▸ **YOUR INSTRUCTIONS**
Can you write out all of the material below, word for word?

● ● ● ● ● ● ●

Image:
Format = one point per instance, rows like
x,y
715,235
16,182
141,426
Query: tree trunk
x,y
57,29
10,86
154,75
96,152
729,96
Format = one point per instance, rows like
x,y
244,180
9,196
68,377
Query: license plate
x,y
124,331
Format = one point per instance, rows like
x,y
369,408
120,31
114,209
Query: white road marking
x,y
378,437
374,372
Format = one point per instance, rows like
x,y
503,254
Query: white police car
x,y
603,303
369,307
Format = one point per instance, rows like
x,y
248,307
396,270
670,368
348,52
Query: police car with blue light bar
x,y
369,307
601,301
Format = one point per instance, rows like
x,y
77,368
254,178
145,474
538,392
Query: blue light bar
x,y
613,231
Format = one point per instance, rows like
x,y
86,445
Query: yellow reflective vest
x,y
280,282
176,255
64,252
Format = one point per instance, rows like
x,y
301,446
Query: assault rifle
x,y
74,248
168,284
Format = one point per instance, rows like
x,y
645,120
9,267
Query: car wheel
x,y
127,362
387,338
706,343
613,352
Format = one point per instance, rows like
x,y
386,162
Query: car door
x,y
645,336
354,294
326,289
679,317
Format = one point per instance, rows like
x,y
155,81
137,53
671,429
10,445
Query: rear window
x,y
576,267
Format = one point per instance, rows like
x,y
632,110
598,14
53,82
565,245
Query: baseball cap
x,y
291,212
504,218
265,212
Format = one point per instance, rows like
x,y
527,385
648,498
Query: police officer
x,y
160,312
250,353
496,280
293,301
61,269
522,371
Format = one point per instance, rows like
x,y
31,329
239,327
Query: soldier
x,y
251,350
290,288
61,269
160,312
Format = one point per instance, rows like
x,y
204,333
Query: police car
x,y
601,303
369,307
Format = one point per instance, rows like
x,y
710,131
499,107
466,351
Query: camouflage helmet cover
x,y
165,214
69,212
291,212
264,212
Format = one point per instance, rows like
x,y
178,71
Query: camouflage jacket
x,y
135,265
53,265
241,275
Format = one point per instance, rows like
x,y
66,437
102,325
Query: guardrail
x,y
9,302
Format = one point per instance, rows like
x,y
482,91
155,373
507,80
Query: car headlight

● ● ● ● ● ● ●

▸ **RESULT**
Image:
Format = one point per instance, rows like
x,y
715,235
16,182
141,426
Query: tree trunk
x,y
57,29
10,86
154,75
96,152
729,96
Format = one point per instance, rows like
x,y
244,180
9,196
68,377
Query: license plate
x,y
124,331
Format = one point per instance, rows like
x,y
369,408
120,31
114,209
Query: white road marking
x,y
378,437
374,372
Format = one point per instance, rows like
x,y
503,254
Query: white police car
x,y
603,303
369,307
Format = one point per instance, rows like
x,y
248,307
396,270
670,368
348,52
Query: police car with blue light bar
x,y
369,307
601,301
Format = one point per instance, rows like
x,y
77,368
254,178
145,474
538,392
Query: blue light bar
x,y
613,231
Format = one point per instance, rows like
x,y
86,445
Query: yellow reflective vest
x,y
280,282
176,255
64,252
Format = one point per instance, rows like
x,y
301,446
Query: assault rifle
x,y
74,248
168,284
Format = one point per instance, rows like
x,y
645,120
9,267
Query: car wheel
x,y
127,362
387,338
706,343
613,352
Format = one point per instance, rows like
x,y
386,162
Query: car door
x,y
645,336
354,294
326,289
679,317
Format = one point per instance, rows like
x,y
155,81
137,53
671,429
10,445
Query: rear window
x,y
576,267
Format = one point per instance, rows like
x,y
632,110
598,14
53,82
565,245
Query: baseball cap
x,y
291,212
504,218
265,212
Format = one point per instance, rows like
x,y
527,385
648,498
Query: police officer
x,y
160,312
250,353
496,280
293,301
61,269
522,371
Format = one point per instance, rows like
x,y
31,329
239,327
Query: soldier
x,y
251,350
290,288
61,269
160,312
Format = one point per instance, rows like
x,y
204,333
Query: police car
x,y
601,303
369,307
Format = one point per instance, rows like
x,y
710,131
499,107
466,351
Query: camouflage helmet cover
x,y
165,214
69,212
291,212
264,212
Format = one point per instance, rows like
x,y
178,71
Query: camouflage jacket
x,y
135,265
53,265
241,275
Format = one point per instance, rows like
x,y
66,437
102,325
Query: guardrail
x,y
9,302
Format = one point per instance, rows like
x,y
482,91
155,373
507,80
Query: car headlight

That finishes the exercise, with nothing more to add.